-- Start of SELECTED TEXT --

The risk of accidents has prompted Australia, England, Germany, Japan and nine other nations to ban the use of handheld cell phones by drivers. In the United States, a handful of communities have instituted such bans, and numerous cities and states are considering them. Proposed legislation in this area is meeting stiff resistance, however, from the cellular communications industry, which contends that using a cell phone while driving is no more distracting than eating a hamburger, tuning the radio or tending a child. Cell-phone users are likewise resistant to giving up the convenience. Although a 1997 study by the Insurance Research Council found that 84 percent of cell-phone users believe using a phone while driving is a distraction and will increase the likelihood of a car accident, 61 percent of those same phone users say they still use their phones at least sometimes while driving, and 30 percent say they phone and drive frequently.

Steven C. Bahls, dean of Capital University Law School in Columbus, Ohio, teaches entrepreneurship law. Freelance writer Jane Easter Bahls specializes in business and legal topics.

-- End of SELECTED TEXT --
-- Start of RAW RECORDS --

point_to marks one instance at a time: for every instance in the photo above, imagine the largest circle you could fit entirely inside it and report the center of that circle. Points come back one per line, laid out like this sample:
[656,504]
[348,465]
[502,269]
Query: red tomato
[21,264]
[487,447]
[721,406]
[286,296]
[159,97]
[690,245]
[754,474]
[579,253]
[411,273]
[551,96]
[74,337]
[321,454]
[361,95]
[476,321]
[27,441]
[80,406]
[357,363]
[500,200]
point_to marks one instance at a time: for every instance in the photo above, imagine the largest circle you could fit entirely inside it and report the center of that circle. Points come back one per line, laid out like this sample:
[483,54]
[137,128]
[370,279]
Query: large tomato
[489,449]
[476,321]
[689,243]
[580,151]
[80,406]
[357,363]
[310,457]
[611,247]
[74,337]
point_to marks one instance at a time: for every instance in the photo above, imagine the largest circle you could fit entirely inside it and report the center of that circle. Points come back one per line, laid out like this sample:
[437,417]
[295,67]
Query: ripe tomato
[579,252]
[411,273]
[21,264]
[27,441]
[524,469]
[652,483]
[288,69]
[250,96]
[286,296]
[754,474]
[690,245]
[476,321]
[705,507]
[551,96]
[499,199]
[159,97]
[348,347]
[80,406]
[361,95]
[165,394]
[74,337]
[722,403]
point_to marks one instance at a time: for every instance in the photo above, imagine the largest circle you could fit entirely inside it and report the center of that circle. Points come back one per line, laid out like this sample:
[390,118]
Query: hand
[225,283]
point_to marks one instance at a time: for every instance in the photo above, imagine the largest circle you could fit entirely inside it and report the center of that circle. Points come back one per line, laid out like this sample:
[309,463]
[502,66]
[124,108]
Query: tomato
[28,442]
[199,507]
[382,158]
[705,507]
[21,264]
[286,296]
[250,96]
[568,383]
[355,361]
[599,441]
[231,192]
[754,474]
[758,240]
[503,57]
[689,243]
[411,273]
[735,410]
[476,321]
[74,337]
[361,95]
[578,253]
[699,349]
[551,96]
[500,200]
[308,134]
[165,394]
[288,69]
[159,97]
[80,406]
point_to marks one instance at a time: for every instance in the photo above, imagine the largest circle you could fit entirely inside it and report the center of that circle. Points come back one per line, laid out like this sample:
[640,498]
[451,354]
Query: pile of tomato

-- End of RAW RECORDS --

→ **SHORT TASK 1**
Can you reproduce word for word the part of the text on cell phones and driving between "Steven C. Bahls, dean" and "and legal topics.", inclusive?
→ **SHORT TASK 2**
How many lines of the listing contain the string "Query"? Reply with the number alone.

→ **FULL OUTPUT 1**
Steven C. Bahls, dean of Capital University Law School in Columbus, Ohio, teaches entrepreneurship law. Freelance writer Jane Easter Bahls specializes in business and legal topics.

→ **FULL OUTPUT 2**
6